_Work request_
Every entry has to be restated word for word.

_Data records_
++++++++

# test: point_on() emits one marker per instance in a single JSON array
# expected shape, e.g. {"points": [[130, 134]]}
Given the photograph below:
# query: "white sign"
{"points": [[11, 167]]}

++++++++

_Your response_
# test: point_on() emits one marker per instance in a single JSON array
# expected shape, e.g. {"points": [[130, 134]]}
Given the photograph below:
# query: "white sign"
{"points": [[11, 167]]}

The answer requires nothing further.